Direction: Each line below is to be written out in full, exactly as shown.

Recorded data
• • •

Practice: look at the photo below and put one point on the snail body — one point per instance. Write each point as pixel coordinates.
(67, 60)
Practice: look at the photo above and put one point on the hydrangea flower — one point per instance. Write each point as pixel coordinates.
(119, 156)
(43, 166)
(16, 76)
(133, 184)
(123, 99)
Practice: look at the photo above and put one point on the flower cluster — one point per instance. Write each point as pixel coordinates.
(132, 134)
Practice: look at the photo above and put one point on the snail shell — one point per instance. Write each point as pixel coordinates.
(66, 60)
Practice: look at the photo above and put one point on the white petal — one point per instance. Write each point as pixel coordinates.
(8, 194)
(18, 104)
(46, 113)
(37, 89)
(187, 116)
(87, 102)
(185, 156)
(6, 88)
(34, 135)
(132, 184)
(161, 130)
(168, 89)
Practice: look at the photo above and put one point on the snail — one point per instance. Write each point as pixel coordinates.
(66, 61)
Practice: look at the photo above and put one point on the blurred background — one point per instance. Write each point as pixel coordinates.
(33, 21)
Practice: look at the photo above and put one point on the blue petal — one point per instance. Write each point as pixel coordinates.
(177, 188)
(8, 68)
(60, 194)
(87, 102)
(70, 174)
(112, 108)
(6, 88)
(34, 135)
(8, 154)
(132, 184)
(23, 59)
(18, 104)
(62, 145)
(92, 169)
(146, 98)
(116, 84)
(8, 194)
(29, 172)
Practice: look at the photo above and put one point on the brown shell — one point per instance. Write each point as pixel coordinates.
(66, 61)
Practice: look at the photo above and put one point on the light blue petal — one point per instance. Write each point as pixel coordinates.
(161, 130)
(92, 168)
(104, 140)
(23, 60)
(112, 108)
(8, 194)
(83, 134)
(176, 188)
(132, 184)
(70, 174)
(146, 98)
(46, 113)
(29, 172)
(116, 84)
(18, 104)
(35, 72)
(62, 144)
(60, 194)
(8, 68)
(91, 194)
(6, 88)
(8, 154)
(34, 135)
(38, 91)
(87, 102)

• • •

The completed task:
Practice: look at the photo below and put one point on the snail body — one point per instance. Write each point as pixel coordinates.
(67, 60)
Practice: look at the photo above and put one point on the hydrangea flower — one point per instance. Write each point as pixel coordinates.
(119, 156)
(43, 166)
(16, 76)
(133, 184)
(123, 99)
Practice: look at the photo above and put one point on the flower cluster — one point per instance. Write each point as pixel coordinates.
(132, 134)
Practice: look at the photo above and put one point on the snail shell — one point per instance. Write each point as pixel coordinates.
(66, 60)
Practice: look at the photo above and put one point on the white petal — one point per instance. Write each point as pixel coordinates.
(8, 194)
(18, 104)
(46, 113)
(37, 89)
(187, 116)
(87, 102)
(185, 156)
(6, 88)
(34, 135)
(132, 184)
(161, 130)
(168, 89)
Practice: look at the photo above and put one point on the snail — one point per instance. Write each point as pixel coordinates.
(66, 61)
Practice: look at the photo above and put one point on the blurred background — one point per instance. Write each point as pixel coordinates.
(33, 21)
Practice: look at the photo above and put one point on the blue petal — one point per instance. Write each point as pixel coordinates.
(177, 188)
(8, 68)
(60, 194)
(87, 102)
(70, 174)
(112, 108)
(6, 88)
(34, 135)
(8, 154)
(132, 184)
(23, 59)
(18, 104)
(62, 145)
(92, 169)
(146, 98)
(116, 84)
(8, 194)
(29, 172)
Practice: look at the photo above and put one point on the brown shell — one point per instance. Write each point as pixel coordinates.
(66, 61)
Practice: look at the photo above and put one point on the light blue petal — one point per instance. Write each point as pixel coordinates.
(161, 130)
(92, 168)
(104, 140)
(23, 60)
(112, 108)
(8, 194)
(83, 134)
(176, 188)
(132, 184)
(70, 174)
(146, 98)
(46, 113)
(29, 172)
(116, 84)
(18, 104)
(35, 72)
(62, 144)
(60, 194)
(8, 68)
(91, 194)
(6, 88)
(8, 154)
(34, 135)
(38, 91)
(87, 102)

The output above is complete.